*Selected passage:*

-1

I am processing a big list of domains to convert to IDN with the following command:

cat list | idn > clean

list format example:

президент.рф
mañana.com
bücher.com
café.fr
cliché.com
hualañe.cl
köln-düsseldorfer-rhein-main.de
mūsųlaikas.lt
sendesık.com
sushicorner-würzburg.de
domain.com
# almost 1 M lines

But I get the following message

idn: idna_to_ascii_4z (big list): Output would be too big or too small

Then I must make sure that my list does not exceed the allowed limit (too big or too small)

I found this:

RFC 1035 the length of a FQDN is limited to 255 characters, and each label (node delimited by a dot in the hostname) is limited to 63 characters

and

1-character limit botton (example: t.co)

Question: How do I remove from my list, domains with hostnames greater than 63 characters and less than 1, by command line? (bash to run idn without error)

*Information given:*
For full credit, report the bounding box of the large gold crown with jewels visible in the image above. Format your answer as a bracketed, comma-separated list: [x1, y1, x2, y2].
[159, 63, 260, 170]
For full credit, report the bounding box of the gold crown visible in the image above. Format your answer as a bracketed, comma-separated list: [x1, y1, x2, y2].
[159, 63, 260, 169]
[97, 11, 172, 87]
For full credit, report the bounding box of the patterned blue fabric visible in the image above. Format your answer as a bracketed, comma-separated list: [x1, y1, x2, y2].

*Exercise task:* In the post about converting a domain list to IDN, what is the length limit for each label under RFC 1035?

*Problem solution:* Each label is limited to 63 characters.